__Text segment__:
....................

The author A.S. is a Turkish national who had been resident in Denmark for most of his life. After being convicted of aggravated assault committed with other people, which had led to the victim’s death, the applicant was in 2008 placed in the secure unit of a residential institution for the severely mentally impaired for an indefinite period. His expulsion with a permanent re-entry ban was ordered. On the basis of medical reports, Immigration Service opinions and statements by the author, the City Court in 2014 changed A.S.’s sentence to treatment in a psychiatric department. It also held that despite the severity of his crime it would be inappropriate to enforce the expulsion order. In particular, the medical experts stressed the need for continued treatment and follow-up in order to ensure his recovery, while the applicant highlighted that all his family were in Denmark, that he could not speak Turkish, only some Kurdish, and that he was worried about the availability of the necessary treatment in Turkey.
Following an appeal by the prosecution, the High Court overturned the City Court’s judgment in 2015. It cited in its conclusion information on access to medicines in Turkey in the European Commission’s MedCOI medical database and a report from the Foreign Ministry. A.S. would be able to continue his treatment in Turkey. Leave to appeal against the decision to the Supreme Court was refused by the Appeals Permission Board.
In 2015, he was deported to Turkey. He alleges that he leads an isolated life there, with inadequate medical care.
Relying on Articles 3 (prohibition of inhuman and degrading treatment) and 8 (right to respect for private and family life), A.S. complained that, because of his mental health, his removal to Turkey had violated his rights. He also complained about the refusal to revoke the expulsion order, and the implementation of that order entailing consequently a permanent re-entry ban.

....................

Stored items from a collection

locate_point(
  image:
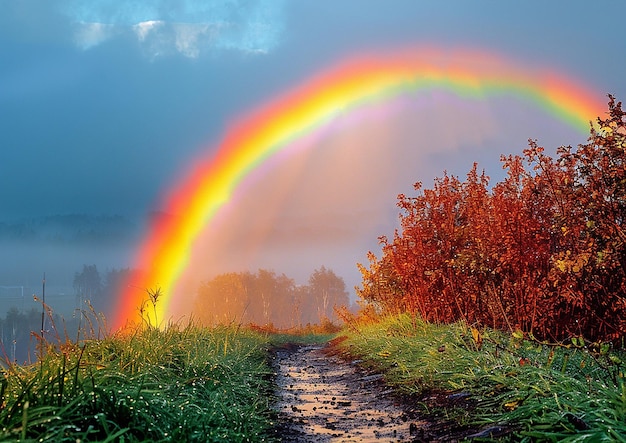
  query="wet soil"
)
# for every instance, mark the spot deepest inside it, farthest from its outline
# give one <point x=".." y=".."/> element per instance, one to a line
<point x="323" y="398"/>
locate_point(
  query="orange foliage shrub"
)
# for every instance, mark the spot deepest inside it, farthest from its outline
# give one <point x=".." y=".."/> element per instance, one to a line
<point x="543" y="251"/>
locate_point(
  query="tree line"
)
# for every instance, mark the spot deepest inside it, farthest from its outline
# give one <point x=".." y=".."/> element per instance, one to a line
<point x="542" y="252"/>
<point x="266" y="298"/>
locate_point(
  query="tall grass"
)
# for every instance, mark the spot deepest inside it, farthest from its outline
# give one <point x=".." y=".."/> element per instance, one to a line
<point x="538" y="392"/>
<point x="146" y="384"/>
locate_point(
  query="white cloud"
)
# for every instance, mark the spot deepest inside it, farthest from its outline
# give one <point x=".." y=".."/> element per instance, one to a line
<point x="187" y="27"/>
<point x="88" y="35"/>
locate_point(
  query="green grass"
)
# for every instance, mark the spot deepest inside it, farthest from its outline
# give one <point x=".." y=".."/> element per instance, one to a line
<point x="176" y="384"/>
<point x="536" y="391"/>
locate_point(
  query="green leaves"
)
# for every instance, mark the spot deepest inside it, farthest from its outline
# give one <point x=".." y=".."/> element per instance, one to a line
<point x="542" y="251"/>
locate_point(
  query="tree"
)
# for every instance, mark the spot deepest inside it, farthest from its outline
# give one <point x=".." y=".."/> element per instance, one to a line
<point x="327" y="290"/>
<point x="543" y="251"/>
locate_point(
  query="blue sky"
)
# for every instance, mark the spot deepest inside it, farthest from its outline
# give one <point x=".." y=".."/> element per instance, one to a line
<point x="104" y="103"/>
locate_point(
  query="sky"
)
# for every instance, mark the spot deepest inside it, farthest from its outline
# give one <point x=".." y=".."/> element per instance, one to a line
<point x="105" y="105"/>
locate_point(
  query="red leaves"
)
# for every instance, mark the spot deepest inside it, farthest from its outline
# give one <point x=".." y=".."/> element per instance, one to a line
<point x="544" y="250"/>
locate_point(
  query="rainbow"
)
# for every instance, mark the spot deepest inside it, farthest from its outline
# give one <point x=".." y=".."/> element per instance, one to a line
<point x="207" y="186"/>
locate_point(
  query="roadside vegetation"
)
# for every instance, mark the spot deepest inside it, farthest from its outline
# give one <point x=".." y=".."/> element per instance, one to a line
<point x="485" y="384"/>
<point x="143" y="384"/>
<point x="500" y="312"/>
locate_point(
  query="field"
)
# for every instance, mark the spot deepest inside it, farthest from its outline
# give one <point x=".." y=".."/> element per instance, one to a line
<point x="490" y="385"/>
<point x="199" y="384"/>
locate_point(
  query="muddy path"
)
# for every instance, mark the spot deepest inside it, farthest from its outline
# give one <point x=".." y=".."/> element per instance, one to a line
<point x="322" y="398"/>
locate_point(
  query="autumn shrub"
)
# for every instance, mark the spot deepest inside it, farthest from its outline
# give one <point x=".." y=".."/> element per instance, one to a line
<point x="543" y="251"/>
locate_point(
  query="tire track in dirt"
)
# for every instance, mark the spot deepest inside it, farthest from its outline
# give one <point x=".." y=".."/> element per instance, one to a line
<point x="322" y="398"/>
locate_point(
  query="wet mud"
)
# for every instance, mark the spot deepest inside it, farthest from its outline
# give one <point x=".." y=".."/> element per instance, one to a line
<point x="322" y="398"/>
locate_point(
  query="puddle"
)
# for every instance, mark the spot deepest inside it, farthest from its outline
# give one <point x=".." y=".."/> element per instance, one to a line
<point x="324" y="399"/>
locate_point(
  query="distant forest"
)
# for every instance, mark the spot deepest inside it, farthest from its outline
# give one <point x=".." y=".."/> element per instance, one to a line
<point x="70" y="228"/>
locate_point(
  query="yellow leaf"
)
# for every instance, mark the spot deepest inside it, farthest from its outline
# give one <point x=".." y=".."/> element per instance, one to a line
<point x="510" y="406"/>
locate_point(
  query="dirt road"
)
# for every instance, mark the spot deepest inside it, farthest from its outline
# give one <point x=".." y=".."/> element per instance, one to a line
<point x="325" y="399"/>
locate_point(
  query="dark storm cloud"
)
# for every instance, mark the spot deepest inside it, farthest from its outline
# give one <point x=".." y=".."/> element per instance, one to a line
<point x="104" y="104"/>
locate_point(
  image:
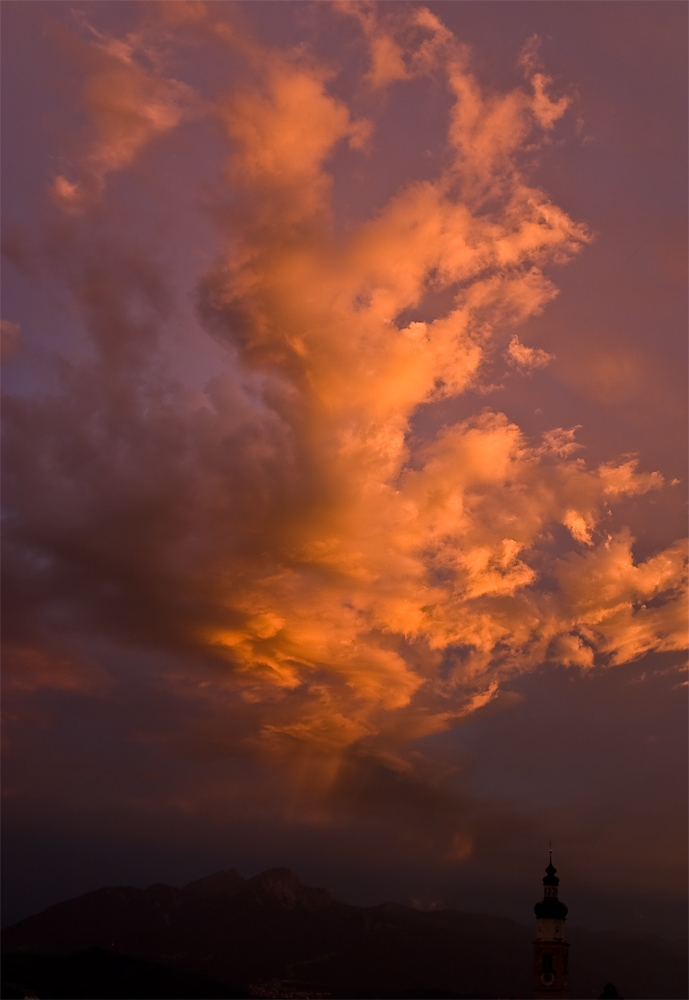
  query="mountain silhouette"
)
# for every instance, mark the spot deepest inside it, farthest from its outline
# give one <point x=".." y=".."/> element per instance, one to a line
<point x="273" y="935"/>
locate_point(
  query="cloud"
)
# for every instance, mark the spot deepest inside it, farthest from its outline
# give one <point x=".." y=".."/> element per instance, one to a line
<point x="127" y="106"/>
<point x="281" y="535"/>
<point x="526" y="358"/>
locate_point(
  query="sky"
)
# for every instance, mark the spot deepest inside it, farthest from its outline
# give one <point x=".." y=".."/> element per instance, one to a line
<point x="344" y="373"/>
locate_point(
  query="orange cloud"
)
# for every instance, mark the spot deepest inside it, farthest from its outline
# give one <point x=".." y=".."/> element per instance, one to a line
<point x="351" y="582"/>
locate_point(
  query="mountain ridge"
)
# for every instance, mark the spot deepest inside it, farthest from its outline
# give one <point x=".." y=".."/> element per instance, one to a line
<point x="273" y="928"/>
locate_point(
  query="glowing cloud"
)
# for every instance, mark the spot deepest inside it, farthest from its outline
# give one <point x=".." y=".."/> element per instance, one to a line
<point x="350" y="580"/>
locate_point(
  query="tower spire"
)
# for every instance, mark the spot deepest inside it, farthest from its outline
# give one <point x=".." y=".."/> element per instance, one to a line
<point x="551" y="950"/>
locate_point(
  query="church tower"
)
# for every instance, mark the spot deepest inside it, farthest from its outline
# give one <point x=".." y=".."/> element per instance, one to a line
<point x="550" y="950"/>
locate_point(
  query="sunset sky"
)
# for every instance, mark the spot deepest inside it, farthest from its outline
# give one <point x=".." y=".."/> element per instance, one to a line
<point x="345" y="476"/>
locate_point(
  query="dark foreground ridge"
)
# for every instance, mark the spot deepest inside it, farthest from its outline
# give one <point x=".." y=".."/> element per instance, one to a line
<point x="274" y="936"/>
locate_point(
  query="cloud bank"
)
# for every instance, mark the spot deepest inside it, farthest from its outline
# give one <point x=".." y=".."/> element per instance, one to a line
<point x="284" y="538"/>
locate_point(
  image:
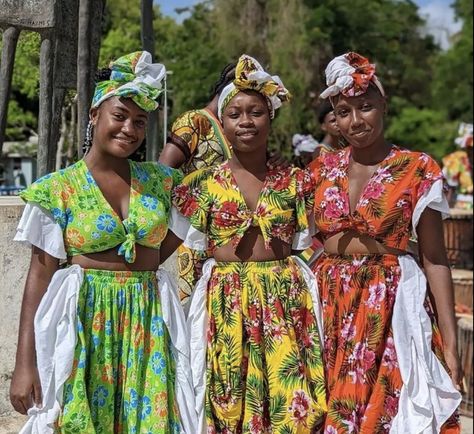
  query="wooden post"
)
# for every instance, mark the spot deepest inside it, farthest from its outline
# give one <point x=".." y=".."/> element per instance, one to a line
<point x="10" y="39"/>
<point x="148" y="44"/>
<point x="46" y="158"/>
<point x="84" y="76"/>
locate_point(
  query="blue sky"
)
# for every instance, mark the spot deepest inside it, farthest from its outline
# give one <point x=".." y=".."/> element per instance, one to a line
<point x="438" y="14"/>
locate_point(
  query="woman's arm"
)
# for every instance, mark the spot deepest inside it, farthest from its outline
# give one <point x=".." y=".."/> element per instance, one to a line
<point x="435" y="262"/>
<point x="169" y="245"/>
<point x="25" y="388"/>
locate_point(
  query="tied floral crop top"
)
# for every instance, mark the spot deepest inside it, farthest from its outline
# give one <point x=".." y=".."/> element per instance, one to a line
<point x="88" y="222"/>
<point x="390" y="204"/>
<point x="212" y="202"/>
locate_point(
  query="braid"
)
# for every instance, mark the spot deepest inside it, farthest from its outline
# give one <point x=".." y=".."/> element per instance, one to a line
<point x="227" y="75"/>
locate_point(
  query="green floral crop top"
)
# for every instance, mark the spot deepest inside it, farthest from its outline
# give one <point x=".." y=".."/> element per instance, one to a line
<point x="88" y="222"/>
<point x="212" y="202"/>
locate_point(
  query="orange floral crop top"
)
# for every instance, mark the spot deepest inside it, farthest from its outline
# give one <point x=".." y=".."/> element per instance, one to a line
<point x="88" y="222"/>
<point x="212" y="202"/>
<point x="387" y="204"/>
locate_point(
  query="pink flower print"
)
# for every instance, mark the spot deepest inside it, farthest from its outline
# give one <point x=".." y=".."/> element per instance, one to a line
<point x="389" y="358"/>
<point x="300" y="407"/>
<point x="331" y="161"/>
<point x="377" y="295"/>
<point x="356" y="418"/>
<point x="348" y="331"/>
<point x="373" y="191"/>
<point x="391" y="406"/>
<point x="425" y="185"/>
<point x="332" y="193"/>
<point x="357" y="375"/>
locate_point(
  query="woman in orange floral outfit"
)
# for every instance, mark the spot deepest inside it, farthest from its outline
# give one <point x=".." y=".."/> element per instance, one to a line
<point x="382" y="354"/>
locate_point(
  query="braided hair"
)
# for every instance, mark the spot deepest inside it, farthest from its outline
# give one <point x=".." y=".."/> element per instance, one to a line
<point x="226" y="77"/>
<point x="104" y="74"/>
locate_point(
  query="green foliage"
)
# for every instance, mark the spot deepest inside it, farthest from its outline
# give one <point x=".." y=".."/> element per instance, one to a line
<point x="453" y="73"/>
<point x="429" y="90"/>
<point x="424" y="130"/>
<point x="20" y="122"/>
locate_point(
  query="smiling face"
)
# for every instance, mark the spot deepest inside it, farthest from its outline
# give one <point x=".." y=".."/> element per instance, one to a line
<point x="246" y="121"/>
<point x="119" y="127"/>
<point x="360" y="118"/>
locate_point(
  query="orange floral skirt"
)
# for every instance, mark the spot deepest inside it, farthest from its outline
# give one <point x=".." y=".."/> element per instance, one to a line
<point x="363" y="378"/>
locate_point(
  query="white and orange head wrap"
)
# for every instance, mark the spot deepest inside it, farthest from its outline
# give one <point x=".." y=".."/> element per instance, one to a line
<point x="350" y="74"/>
<point x="250" y="75"/>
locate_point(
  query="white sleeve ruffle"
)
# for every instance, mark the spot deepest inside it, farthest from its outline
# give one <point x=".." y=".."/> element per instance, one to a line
<point x="38" y="228"/>
<point x="181" y="227"/>
<point x="435" y="199"/>
<point x="427" y="397"/>
<point x="173" y="317"/>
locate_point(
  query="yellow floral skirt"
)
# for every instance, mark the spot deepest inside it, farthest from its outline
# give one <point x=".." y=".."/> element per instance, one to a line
<point x="264" y="367"/>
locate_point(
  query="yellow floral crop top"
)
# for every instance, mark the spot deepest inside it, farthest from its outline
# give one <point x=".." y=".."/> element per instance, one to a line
<point x="88" y="222"/>
<point x="212" y="202"/>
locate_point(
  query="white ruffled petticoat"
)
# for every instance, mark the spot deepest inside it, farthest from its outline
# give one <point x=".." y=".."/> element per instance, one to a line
<point x="55" y="327"/>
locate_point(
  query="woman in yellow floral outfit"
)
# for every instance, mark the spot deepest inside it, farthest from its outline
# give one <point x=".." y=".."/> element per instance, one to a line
<point x="262" y="371"/>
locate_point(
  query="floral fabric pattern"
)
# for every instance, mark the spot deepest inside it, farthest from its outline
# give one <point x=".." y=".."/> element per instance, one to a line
<point x="264" y="366"/>
<point x="358" y="292"/>
<point x="214" y="205"/>
<point x="123" y="374"/>
<point x="88" y="221"/>
<point x="198" y="134"/>
<point x="385" y="207"/>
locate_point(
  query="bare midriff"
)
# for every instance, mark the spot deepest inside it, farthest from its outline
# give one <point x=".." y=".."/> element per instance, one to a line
<point x="252" y="249"/>
<point x="147" y="259"/>
<point x="354" y="243"/>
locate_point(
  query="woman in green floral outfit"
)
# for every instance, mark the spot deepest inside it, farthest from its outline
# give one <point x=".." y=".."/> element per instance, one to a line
<point x="111" y="353"/>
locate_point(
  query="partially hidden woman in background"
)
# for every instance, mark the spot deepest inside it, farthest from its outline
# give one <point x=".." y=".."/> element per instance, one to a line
<point x="108" y="336"/>
<point x="385" y="362"/>
<point x="253" y="317"/>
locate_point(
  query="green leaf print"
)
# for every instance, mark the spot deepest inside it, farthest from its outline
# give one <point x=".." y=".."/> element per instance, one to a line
<point x="290" y="373"/>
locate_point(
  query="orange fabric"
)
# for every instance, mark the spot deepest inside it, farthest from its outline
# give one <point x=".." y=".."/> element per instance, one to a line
<point x="363" y="378"/>
<point x="385" y="208"/>
<point x="358" y="291"/>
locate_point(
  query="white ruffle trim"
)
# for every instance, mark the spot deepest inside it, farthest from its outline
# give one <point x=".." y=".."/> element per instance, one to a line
<point x="55" y="339"/>
<point x="37" y="227"/>
<point x="435" y="199"/>
<point x="181" y="227"/>
<point x="56" y="334"/>
<point x="197" y="324"/>
<point x="428" y="397"/>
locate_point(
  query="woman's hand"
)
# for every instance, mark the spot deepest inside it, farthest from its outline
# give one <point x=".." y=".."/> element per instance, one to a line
<point x="455" y="369"/>
<point x="25" y="389"/>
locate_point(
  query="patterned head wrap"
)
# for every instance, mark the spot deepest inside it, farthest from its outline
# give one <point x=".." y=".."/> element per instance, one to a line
<point x="302" y="143"/>
<point x="133" y="76"/>
<point x="350" y="74"/>
<point x="464" y="139"/>
<point x="249" y="75"/>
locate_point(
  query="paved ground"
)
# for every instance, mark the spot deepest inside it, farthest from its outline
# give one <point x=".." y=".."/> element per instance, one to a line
<point x="11" y="425"/>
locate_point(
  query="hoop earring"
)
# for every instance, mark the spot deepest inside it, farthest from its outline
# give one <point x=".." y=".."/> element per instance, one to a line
<point x="88" y="139"/>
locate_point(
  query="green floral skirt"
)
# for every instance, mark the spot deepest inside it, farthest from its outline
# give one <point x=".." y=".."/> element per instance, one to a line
<point x="122" y="379"/>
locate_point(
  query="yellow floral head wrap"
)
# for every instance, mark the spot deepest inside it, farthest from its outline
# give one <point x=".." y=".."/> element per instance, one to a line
<point x="250" y="75"/>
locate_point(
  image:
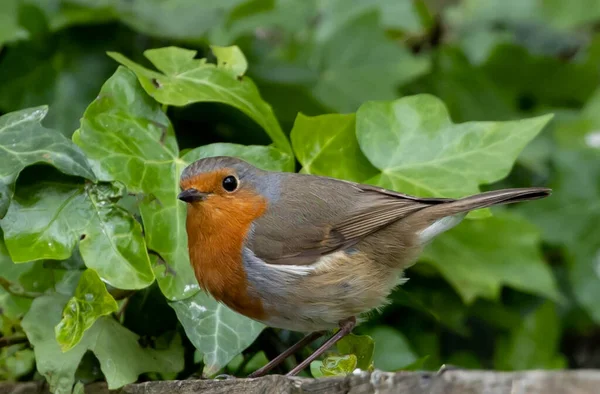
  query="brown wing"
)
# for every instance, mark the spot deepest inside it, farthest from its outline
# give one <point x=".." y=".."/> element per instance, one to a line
<point x="316" y="216"/>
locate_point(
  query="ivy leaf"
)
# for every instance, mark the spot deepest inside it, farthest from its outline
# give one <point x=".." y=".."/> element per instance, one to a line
<point x="533" y="344"/>
<point x="419" y="151"/>
<point x="91" y="301"/>
<point x="231" y="58"/>
<point x="334" y="366"/>
<point x="575" y="204"/>
<point x="394" y="15"/>
<point x="216" y="331"/>
<point x="175" y="19"/>
<point x="186" y="80"/>
<point x="392" y="350"/>
<point x="47" y="218"/>
<point x="10" y="30"/>
<point x="362" y="346"/>
<point x="129" y="139"/>
<point x="121" y="357"/>
<point x="354" y="64"/>
<point x="263" y="157"/>
<point x="24" y="141"/>
<point x="467" y="256"/>
<point x="326" y="145"/>
<point x="61" y="70"/>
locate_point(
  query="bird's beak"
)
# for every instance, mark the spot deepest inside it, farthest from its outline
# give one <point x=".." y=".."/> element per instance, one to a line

....................

Please reproduce the case summary about A.S.'s expulsion to Turkey, everything from "Following an appeal" down to "Appeals Permission Board.".

__Written solution__:
Following an appeal by the prosecution, the High Court overturned the City Court’s judgment in 2015. It cited in its conclusion information on access to medicines in Turkey in the European Commission’s MedCOI medical database and a report from the Foreign Ministry. A.S. would be able to continue his treatment in Turkey. Leave to appeal against the decision to the Supreme Court was refused by the Appeals Permission Board.